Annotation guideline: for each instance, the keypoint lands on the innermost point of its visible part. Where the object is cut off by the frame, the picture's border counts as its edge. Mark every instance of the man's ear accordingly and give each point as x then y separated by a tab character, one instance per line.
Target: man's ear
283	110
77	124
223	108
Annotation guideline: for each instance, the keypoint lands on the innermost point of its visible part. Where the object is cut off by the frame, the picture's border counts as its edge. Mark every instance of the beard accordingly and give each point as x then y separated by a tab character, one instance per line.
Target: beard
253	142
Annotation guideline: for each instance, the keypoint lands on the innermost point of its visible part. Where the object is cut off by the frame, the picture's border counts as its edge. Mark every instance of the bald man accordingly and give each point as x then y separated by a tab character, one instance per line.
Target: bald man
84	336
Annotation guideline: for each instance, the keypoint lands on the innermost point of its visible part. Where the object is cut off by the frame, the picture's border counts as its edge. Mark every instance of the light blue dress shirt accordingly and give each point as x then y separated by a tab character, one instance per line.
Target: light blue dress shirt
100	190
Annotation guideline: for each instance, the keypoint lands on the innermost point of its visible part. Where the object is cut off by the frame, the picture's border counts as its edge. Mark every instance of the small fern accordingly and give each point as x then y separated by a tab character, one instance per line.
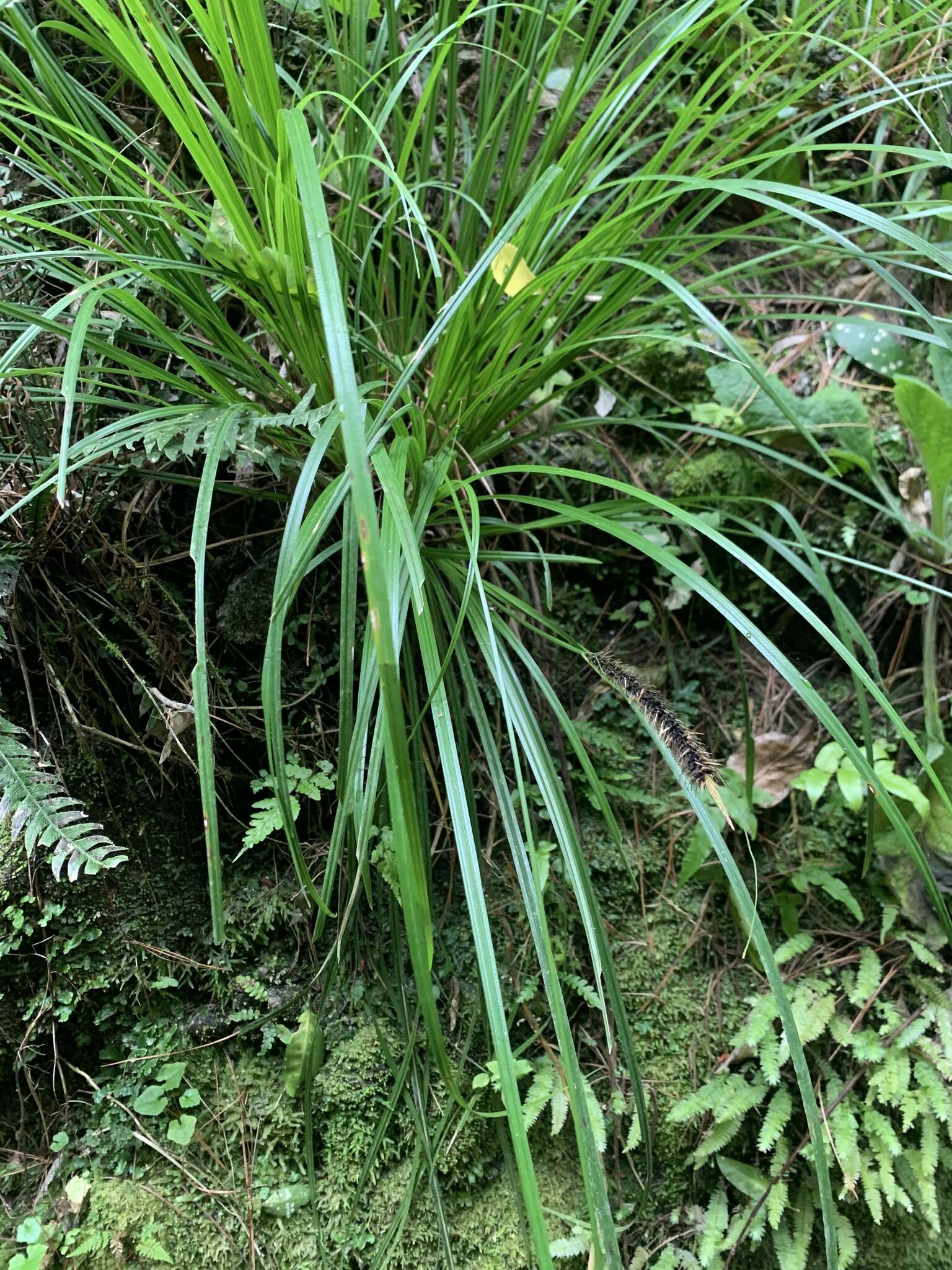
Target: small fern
886	1114
9	573
43	814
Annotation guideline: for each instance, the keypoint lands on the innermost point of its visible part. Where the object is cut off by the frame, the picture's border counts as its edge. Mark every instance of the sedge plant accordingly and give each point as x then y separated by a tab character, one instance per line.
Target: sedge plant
381	269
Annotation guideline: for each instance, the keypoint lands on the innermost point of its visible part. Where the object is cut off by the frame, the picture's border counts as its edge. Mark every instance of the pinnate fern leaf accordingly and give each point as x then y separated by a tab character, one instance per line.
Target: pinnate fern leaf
45	815
540	1093
778	1113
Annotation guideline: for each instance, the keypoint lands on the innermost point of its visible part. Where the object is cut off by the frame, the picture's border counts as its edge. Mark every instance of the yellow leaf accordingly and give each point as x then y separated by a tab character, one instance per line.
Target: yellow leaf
521	276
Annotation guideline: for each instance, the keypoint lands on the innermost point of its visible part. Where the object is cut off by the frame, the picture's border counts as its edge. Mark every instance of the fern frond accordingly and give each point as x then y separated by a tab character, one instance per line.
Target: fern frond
795	946
584	990
9	573
560	1108
758	1024
718	1139
845	1242
597	1117
778	1113
715	1226
844	1130
868	978
873	1194
45	815
540	1093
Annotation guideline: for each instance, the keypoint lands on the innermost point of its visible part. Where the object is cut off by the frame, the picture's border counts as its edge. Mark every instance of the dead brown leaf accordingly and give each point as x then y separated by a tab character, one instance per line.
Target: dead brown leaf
778	757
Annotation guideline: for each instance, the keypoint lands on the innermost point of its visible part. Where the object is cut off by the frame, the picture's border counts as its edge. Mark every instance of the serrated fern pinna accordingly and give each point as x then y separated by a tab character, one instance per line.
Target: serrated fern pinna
41	812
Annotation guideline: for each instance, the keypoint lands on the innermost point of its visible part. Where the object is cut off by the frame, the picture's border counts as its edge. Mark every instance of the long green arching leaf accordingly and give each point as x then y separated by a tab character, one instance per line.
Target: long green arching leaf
283	591
469	859
765	646
70	375
848	630
604	1241
780	995
534	904
200	675
407	833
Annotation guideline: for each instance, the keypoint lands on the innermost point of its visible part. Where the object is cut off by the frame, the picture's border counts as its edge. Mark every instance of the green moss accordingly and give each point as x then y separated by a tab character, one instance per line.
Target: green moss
672	368
245	611
716	471
121	1210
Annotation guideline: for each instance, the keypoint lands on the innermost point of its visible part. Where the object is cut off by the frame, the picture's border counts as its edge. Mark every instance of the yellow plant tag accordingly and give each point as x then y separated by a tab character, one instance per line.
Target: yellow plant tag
519	278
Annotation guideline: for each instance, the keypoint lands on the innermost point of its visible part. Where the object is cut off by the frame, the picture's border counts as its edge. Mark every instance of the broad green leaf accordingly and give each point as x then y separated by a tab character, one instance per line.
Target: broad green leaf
746	1178
31	1260
151	1101
814	876
930	419
903	788
182	1130
851	785
699	850
169	1075
813	783
829	757
76	1191
30	1231
286	1199
304	1054
507	259
871	345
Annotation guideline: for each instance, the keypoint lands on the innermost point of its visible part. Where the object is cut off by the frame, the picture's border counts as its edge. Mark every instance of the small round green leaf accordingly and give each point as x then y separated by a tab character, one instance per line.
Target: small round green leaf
873	346
151	1101
182	1130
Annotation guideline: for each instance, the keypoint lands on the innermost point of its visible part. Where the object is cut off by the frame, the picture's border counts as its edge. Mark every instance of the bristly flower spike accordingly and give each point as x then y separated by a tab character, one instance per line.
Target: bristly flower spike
692	757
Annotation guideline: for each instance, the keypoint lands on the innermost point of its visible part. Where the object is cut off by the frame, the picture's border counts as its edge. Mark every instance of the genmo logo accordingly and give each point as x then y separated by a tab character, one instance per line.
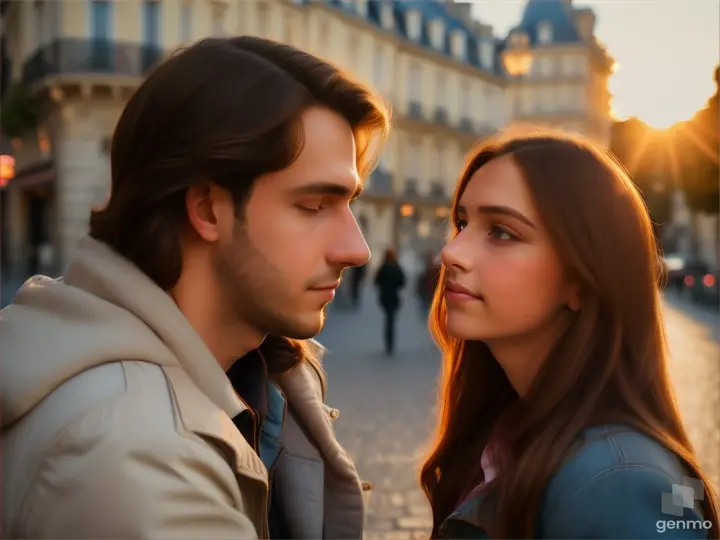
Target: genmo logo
679	524
682	497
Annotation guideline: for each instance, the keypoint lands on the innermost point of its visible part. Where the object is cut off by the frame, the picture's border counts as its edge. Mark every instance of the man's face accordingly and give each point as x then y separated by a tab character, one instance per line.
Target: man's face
279	266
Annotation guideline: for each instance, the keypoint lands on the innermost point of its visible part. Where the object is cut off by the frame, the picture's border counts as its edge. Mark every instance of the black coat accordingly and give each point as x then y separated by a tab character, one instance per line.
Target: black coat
389	280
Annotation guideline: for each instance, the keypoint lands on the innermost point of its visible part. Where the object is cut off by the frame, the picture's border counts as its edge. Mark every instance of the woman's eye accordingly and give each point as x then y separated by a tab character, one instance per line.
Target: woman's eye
498	233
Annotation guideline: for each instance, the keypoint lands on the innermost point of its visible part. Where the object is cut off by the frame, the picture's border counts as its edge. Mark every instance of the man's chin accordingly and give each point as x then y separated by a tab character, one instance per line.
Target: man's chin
306	326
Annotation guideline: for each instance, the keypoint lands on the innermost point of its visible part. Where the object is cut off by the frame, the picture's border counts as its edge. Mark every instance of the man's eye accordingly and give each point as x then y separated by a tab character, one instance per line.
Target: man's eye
310	209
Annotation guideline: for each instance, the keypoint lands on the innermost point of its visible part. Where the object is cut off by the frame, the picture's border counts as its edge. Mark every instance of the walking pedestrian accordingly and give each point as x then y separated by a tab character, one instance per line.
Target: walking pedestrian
357	276
389	280
557	418
426	284
141	394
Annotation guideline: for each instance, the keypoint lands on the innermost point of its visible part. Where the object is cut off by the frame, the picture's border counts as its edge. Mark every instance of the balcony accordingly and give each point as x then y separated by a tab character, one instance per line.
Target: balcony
441	116
415	110
438	193
81	57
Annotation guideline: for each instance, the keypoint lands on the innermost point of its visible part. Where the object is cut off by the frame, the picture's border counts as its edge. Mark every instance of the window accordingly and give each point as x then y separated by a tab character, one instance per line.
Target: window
218	18
55	21
263	9
414	82
413	20
458	42
101	20
39	16
379	65
353	50
440	163
438	34
527	102
288	28
151	22
440	90
487	53
546	99
545	32
186	30
414	159
464	100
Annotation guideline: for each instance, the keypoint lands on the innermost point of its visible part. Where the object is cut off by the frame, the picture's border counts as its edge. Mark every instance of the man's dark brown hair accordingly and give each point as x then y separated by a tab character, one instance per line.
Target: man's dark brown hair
226	111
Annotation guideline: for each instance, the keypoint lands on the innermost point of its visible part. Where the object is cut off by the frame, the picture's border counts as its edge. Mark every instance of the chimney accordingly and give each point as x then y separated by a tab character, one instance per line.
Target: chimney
486	46
461	10
437	33
585	22
458	43
387	16
413	24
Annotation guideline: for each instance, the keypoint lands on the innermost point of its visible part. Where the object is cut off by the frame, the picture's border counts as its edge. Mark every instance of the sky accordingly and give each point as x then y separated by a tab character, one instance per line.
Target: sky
666	51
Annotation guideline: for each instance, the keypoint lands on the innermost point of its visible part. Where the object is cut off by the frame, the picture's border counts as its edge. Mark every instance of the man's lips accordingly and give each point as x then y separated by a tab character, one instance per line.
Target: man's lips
329	286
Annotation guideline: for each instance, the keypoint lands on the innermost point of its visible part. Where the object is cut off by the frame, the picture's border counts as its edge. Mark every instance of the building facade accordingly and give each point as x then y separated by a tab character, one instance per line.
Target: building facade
443	72
564	82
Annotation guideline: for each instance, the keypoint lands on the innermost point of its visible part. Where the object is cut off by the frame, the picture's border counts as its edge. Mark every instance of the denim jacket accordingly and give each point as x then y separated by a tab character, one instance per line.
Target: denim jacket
619	484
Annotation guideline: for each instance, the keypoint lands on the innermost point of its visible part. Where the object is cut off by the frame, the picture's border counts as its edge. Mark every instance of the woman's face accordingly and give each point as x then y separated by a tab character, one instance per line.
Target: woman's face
504	278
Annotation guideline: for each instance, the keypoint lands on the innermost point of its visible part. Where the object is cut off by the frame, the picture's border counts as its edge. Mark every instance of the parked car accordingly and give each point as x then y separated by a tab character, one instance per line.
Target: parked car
678	266
703	288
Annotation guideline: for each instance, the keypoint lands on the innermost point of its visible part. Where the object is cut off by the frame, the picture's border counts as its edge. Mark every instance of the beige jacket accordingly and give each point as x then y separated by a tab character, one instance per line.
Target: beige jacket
116	422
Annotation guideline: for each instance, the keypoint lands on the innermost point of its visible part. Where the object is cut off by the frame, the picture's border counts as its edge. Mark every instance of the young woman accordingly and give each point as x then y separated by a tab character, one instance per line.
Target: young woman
557	416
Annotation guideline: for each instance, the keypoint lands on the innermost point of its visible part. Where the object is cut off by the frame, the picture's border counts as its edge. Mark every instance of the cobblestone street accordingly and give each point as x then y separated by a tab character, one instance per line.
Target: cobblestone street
386	403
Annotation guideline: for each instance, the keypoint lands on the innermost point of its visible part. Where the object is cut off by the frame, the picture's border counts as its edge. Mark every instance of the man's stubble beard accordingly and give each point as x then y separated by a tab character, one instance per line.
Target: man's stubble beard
256	292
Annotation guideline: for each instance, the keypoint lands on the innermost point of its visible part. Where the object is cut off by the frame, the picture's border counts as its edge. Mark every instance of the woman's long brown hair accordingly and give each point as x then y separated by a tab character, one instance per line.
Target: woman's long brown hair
609	367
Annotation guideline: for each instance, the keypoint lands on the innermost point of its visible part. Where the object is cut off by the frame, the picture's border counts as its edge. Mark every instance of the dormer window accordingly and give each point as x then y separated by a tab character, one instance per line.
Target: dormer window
486	52
361	7
545	33
437	34
413	22
458	42
387	17
519	39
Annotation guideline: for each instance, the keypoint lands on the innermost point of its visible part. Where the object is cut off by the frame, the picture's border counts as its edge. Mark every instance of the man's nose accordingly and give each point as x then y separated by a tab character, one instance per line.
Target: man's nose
349	247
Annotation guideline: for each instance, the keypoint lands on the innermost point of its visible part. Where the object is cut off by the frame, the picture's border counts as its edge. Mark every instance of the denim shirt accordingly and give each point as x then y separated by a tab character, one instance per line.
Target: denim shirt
619	484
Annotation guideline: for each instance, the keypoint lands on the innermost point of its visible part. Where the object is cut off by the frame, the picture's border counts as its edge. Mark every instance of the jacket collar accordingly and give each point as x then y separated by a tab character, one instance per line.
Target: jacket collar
303	389
99	270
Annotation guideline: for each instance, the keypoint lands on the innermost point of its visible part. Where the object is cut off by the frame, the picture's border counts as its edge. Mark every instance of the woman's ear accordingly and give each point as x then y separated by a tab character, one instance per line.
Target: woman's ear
573	303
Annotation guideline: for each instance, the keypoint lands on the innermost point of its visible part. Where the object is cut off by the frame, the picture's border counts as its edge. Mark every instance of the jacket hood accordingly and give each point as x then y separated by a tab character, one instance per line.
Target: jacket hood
104	310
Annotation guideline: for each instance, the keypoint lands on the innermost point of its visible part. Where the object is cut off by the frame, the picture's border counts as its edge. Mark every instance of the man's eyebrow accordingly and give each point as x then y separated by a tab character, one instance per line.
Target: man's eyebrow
328	188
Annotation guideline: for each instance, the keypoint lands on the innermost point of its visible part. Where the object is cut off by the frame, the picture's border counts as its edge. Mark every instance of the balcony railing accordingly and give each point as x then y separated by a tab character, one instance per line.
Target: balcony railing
411	188
415	110
380	183
466	125
438	192
84	56
441	116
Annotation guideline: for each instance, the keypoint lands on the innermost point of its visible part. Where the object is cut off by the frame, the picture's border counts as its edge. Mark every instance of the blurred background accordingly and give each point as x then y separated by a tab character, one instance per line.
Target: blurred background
640	77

══════════════════════════════

Write out the lines of the listing from the one with "of the blurred" to the very end, inclusive, exactly as they appear and with nothing added.

▸ **Finished task**:
Annotation guideline: for each instance, the keypoint lands on the innermost point of its visible part. Where the object is cut off by the frame, the picture's border counts as its edge. Mark every instance of the blurred background accordingly and give each point as x then y separated by a tab character, one instance per line.
Target: blurred background
640	77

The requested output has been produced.